Short task a: Count the lines in the rows below that contain the word "building", with case counting, and give only the number.

Canadian investors own about two Sydney Harbour's worth of Aussie water.
Super funds from Canada have a well known thirst for irrigation water where agriculture is concerned.
The Canadian slice of Australian water has risen by 282 per cent in four years.
The Canadians have stayed well out in front in terms of the top 10 overseas countries with the biggest stake in Australian water.
It is interesting the biggest foreign water owners and Aussie farm land owners do not line up.
China is the biggest foreign owner of Australian farm land - Canada comes in at number five.
The size of the water holdings they have a financial interest in relates to the type of invests they like to invest in - horticulture, grazing and cropping.
The Foreign Investment Review Board has produced two yearly reports of late - foreign ownership of agricultural land - and water ownership.
The 10 foreign owners of water (in gigalitres) are:
Canada 810, USA 626, China 604, UK 377, France 161, Hong Kong 134, Netherlands 109, Germany 108, Belgium 103, Switzerland 103.
When total foreign freehold and leasehold interests are combined China has the largest holding of agricultural land at 2.3pc, shadowed by the United Kingdom (2.2pc), the USA (0.8pc), Netherlands 0.7pc, and then comes Canada with 0.6pc.

Rows:

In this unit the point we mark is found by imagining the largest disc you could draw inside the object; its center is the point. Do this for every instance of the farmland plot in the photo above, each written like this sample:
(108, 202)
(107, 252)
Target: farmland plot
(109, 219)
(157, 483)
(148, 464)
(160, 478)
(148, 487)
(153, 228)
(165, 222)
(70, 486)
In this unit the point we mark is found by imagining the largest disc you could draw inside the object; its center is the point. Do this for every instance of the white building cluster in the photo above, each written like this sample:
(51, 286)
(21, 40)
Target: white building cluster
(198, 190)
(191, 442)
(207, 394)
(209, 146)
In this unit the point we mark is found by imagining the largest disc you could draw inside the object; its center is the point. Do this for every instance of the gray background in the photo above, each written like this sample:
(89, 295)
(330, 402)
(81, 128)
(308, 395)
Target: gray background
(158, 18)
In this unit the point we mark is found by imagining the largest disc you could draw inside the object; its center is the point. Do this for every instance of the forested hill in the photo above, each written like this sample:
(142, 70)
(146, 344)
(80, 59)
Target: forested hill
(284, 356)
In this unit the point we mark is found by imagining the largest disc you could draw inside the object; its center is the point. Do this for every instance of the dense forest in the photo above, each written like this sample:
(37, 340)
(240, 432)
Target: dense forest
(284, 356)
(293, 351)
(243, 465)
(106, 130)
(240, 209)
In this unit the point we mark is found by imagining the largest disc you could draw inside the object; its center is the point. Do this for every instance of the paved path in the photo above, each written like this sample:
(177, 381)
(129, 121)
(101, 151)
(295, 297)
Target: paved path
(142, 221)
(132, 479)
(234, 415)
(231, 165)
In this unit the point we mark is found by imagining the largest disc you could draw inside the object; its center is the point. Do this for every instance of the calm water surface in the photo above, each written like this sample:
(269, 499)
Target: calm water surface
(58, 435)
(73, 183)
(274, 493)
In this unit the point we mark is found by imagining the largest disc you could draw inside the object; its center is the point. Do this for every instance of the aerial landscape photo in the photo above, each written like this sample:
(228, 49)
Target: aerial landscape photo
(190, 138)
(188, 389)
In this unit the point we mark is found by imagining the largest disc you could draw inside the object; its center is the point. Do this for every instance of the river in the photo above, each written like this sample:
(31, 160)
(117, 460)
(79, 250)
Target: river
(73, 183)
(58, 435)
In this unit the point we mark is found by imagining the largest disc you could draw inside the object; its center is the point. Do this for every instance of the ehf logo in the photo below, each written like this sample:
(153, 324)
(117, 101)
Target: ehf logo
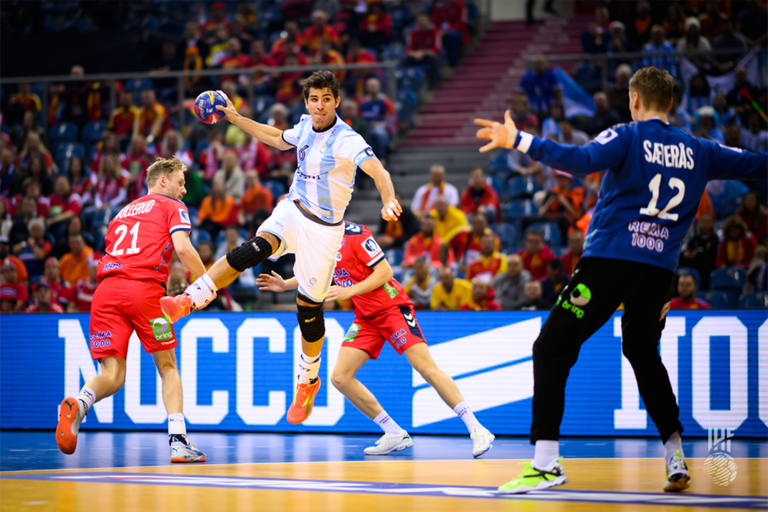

Short task b: Please carry on the article about foreign ownership of Australian water from its final sentence above.

Expected output a: 2

Expected output b:
Foreign involvement is defined under Australian law as being of 20pc and more.
The Bureau of Meteorology calculated 39,739 gigalitres of water entitlements were on issue in Australia by the end of June last year.
Foreign owners are involved in more than 10 per cent of these entitlements.
The government water register found the total volume of foreign held water entitlements in Australia with a level of foreign ownership rose from 4299 gigalitres to 4389 gigalitres in the past year.
Using the BOM measure of Australian water entitlements on issue, the estimated proportion of water entitlements with a level of foreign ownership was 11pc.
The top four water entitlement holders by country are:
Canada (2pc), US (1.6pc), China (1.5pc), UK (1pc).
China and the US swapped rankings from the year before.
Canada was well down on the list four years ago when it had an involvement in 212 gigalitres of Australian water.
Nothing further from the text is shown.